YOUR ASSIGNMENT
Render every line of the items below as a JSON list of strings, one string per line, skipping any blank lines.

DATA SUPPLIED
=== Begin Enclosure ===
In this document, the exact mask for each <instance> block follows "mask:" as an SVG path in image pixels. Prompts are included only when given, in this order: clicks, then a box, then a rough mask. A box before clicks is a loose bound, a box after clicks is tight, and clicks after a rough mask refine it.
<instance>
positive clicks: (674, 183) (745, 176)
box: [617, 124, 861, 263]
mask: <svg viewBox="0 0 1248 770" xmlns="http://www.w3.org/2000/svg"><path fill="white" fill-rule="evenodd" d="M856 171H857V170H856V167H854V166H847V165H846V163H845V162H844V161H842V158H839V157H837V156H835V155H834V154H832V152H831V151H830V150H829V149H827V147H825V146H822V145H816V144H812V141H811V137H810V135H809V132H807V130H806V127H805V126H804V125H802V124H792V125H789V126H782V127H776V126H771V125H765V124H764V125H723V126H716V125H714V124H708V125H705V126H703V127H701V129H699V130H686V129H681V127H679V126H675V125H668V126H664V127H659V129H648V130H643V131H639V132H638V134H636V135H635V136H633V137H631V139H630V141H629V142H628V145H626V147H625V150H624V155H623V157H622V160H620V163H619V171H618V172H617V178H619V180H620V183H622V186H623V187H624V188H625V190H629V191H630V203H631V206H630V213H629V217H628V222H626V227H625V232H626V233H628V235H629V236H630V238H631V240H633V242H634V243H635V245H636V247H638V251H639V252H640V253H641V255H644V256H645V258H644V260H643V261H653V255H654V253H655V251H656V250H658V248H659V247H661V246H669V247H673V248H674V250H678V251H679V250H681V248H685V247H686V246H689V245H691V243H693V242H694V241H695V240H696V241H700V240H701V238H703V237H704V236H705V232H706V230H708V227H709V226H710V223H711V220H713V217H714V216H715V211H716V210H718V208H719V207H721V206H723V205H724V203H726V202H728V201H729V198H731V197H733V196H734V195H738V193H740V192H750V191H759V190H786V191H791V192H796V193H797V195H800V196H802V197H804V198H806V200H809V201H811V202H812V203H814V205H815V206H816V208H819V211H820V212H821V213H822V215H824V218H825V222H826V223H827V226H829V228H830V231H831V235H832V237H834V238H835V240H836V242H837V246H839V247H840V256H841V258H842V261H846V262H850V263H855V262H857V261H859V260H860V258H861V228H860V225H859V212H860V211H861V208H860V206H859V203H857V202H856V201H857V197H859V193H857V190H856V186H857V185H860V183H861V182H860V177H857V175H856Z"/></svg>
=== End Enclosure ===
ANSWER BOX
[
  "In this document, the exact mask for each <instance> block follows \"mask:\" as an SVG path in image pixels. Prompts are included only when given, in this order: clicks, then a box, then a rough mask. A box before clicks is a loose bound, a box after clicks is tight, and clicks after a rough mask refine it.",
  "<instance>",
  "positive clicks: (674, 183) (745, 176)",
  "box: [617, 124, 861, 263]",
  "mask: <svg viewBox=\"0 0 1248 770\" xmlns=\"http://www.w3.org/2000/svg\"><path fill=\"white\" fill-rule=\"evenodd\" d=\"M856 171H857V170H856V167H854V166H847V165H846V163H845V162H844V161H842V158H839V157H837V156H835V155H834V154H832V152H831V151H830V150H829V149H827V147H825V146H822V145H816V144H812V141H811V137H810V135H809V132H807V130H806V127H805V126H804V125H802V124H792V125H789V126H782V127H776V126H771V125H765V124H764V125H723V126H716V125H714V124H708V125H705V126H703V127H701V129H699V130H686V129H681V127H679V126H675V125H668V126H664V127H659V129H648V130H643V131H639V132H638V134H636V135H635V136H633V137H631V139H630V141H629V142H628V145H626V147H625V150H624V155H623V157H622V160H620V163H619V171H618V172H617V178H619V180H620V183H622V186H623V187H624V188H625V190H629V191H630V203H631V206H630V213H629V217H628V222H626V227H625V232H626V233H628V235H629V236H630V238H631V240H633V242H634V243H635V245H636V247H638V251H639V252H640V253H641V255H644V256H645V258H644V260H643V261H653V255H654V253H655V251H656V250H658V248H659V247H661V246H669V247H673V248H674V250H678V251H679V250H681V248H685V247H686V246H689V245H691V243H693V242H694V241H695V240H696V241H700V240H701V238H703V237H704V236H705V232H706V230H708V227H709V226H710V223H711V220H713V217H714V216H715V211H716V210H718V208H719V207H721V206H723V205H724V203H726V202H728V201H729V198H731V197H733V196H734V195H738V193H740V192H750V191H759V190H786V191H791V192H796V193H797V195H800V196H802V197H804V198H806V200H809V201H811V202H812V203H814V205H815V206H816V208H819V211H820V212H821V213H822V215H824V218H825V222H826V223H827V226H829V228H830V231H831V235H832V237H834V238H835V240H836V242H837V246H839V247H840V256H841V258H842V261H846V262H850V263H855V262H857V261H859V260H860V258H861V228H860V225H859V212H860V211H861V208H860V206H859V203H857V202H856V201H857V197H859V193H857V190H856V186H857V185H860V183H861V182H860V177H857V175H856Z\"/></svg>"
]